Aufgabe A ->
Zähle alle Wege auf, die in der Forumsdiskussion genannt werden, um die erzeugte HTML-Datei in die eigentliche Seite einzubinden.

Textauszug ->
Nun will ich auf einer Seite eine Karte darstellen, die über Excel erstellt wurde. 
Wenn ich auf die Karte klicke, sollte sich Excel öffnen, mit dieser Datei. Im Excel muss ich gewisse Daten bearbeiten. Voting abgeben usw.

Nachdem ich im Excel gespeichert habe, soll irgendwie realisiert werden, dass diese Speicherung auch auf der Wiki-Seite aktualisiert wird...

Ist das machbar?
Ist das schwer?


----------



## tombe (15. Juli 2009)

Also soweit ich weiß kannst du zwar die Karte mit der Excel Datei verknüpfen um sie zu öffnen, doch die Änderungen werden dann nur lokal auf deinem Rechner gespeichert.

Google bietet ja die Möglchkeit Dateien mit "Google Text & Tabellen" solche Dateien Online zu speichern und zu bearbeiten. Vielleicht kannst du damit etwas anfangen.


----------



## at0x (15. Juli 2009)

HI, danke schonmal für die Antwort.

Hm, wenn das nur auf dem Rechner wäre ist das Ok, das soll erst mal alles Standalone sein. Wäre das dann möglich?


Kann ich Google Text und Tabellen mit MediaWiki kombinieren?


----------



## tombe (16. Juli 2009)

Also ich habe selber noch nie mit dem GG Tool gearbeitet aber es steht dort geschrieben:



> Veröffentlichen Sie Ihr Werk als Webseite.
> Mit einem Klick können Sie Ihre Dokumente als Webseiten veröffentlichen, ohne sich erst in neue Funktionen einarbeiten zu müssen.



Du kannst dich ja mal bei GG anmelden und dir das dann mal in aller Ruhe durchlesen.


----------



## at0x (16. Juli 2009)

tombe hat gesagt.:


> Also ich habe selber noch nie mit dem GG Tool gearbeitet aber es steht dort geschrieben:
> 
> 
> 
> Du kannst dich ja mal bei GG anmelden und dir das dann mal in aller Ruhe durchlesen.




Hm, das Problem ist. Das WiKi wird nicht im Internet, sondern in einem lokalen Netzwerk laufen 


So soll das aussehene, kann nicht auf das original zurückgreifen, habe nur Screenshots

[Bild 1] 


[Bild 2]


----------



## tombe (16. Juli 2009)

Dann löse dein Problem doch über einen kleinen Umweg.

Du öffnest, bearbeitest und speicherst bei dir am Rechner die Excel Datei. Wenn alle Änderungen gemacht und gespeichert sind, gehst du auf "Als Webseite speichern".

Die so erzeugte HTML Datei kannst du dann auf der eigentlichen Seite via Frame, IFrame oder include einbinden.

Gruß Thomas


----------



## at0x (16. Juli 2009)

Hm, das wäre möglich. Das Problem ist doch dann aber nur, dass ich das jedesmal machen muss, wenn ich Änderungen vornehme oder nicht?

Aufgabe B ->
Übertrage die Zeilen der Datensätze in eine JSON-Liste von Zeichenketten mit je einem Eintrag pro Zeile und ohne Leerzeilen. Beginne bei der ersten Zeile der Datensätze und ende mit der Zeile, die „[629, 980, 684, 997]“ enthält, wobei beide Zeilen dazugehören.

Aus einer Sammlung entnommene Datensätze ->
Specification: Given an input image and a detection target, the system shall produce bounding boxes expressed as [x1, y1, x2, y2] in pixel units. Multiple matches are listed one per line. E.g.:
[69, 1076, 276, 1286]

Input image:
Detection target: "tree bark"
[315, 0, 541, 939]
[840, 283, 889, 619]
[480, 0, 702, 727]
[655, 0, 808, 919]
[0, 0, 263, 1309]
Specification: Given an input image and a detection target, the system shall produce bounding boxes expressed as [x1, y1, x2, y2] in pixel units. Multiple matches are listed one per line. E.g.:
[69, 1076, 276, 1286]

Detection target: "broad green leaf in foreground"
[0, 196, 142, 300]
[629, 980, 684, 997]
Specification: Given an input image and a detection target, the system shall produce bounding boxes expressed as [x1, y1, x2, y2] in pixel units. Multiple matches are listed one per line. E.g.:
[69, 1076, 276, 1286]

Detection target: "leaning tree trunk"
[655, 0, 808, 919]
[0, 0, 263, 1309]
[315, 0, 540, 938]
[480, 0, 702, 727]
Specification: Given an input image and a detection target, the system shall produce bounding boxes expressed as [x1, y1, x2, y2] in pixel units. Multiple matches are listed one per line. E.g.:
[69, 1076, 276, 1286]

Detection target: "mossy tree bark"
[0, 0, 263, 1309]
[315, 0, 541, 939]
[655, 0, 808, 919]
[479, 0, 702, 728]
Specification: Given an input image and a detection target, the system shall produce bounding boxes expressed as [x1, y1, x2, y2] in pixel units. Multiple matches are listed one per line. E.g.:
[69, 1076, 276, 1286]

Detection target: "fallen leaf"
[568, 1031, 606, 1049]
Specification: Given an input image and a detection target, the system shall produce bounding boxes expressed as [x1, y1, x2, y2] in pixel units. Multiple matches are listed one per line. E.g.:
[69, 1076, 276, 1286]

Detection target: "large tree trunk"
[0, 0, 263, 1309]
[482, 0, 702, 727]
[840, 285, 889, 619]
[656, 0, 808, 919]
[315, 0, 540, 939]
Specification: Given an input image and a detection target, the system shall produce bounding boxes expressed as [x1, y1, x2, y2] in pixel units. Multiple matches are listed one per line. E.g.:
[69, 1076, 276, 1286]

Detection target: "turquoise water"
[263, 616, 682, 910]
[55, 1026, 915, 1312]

Lösung A ->
Frame, IFrame, include

Lösung B ->
[
  "Specification: Given an input image and a detection target, the system shall produce bounding boxes expressed as [x1, y1, x2, y2] in pixel units. Multiple matches are listed one per line. E.g.:",
  "[69, 1076, 276, 1286]",
  "Input image:",
  "Detection target: \"tree bark\"",
  "[315, 0, 541, 939]",
  "[840, 283, 889, 619]",
  "[480, 0, 702, 727]",
  "[655, 0, 808, 919]",
  "[0, 0, 263, 1309]",
  "Specification: Given an input image and a detection target, the system shall produce bounding boxes expressed as [x1, y1, x2, y2] in pixel units. Multiple matches are listed one per line. E.g.:",
  "[69, 1076, 276, 1286]",
  "Detection target: \"broad green leaf in foreground\"",
  "[0, 196, 142, 300]",
  "[629, 980, 684, 997]"
]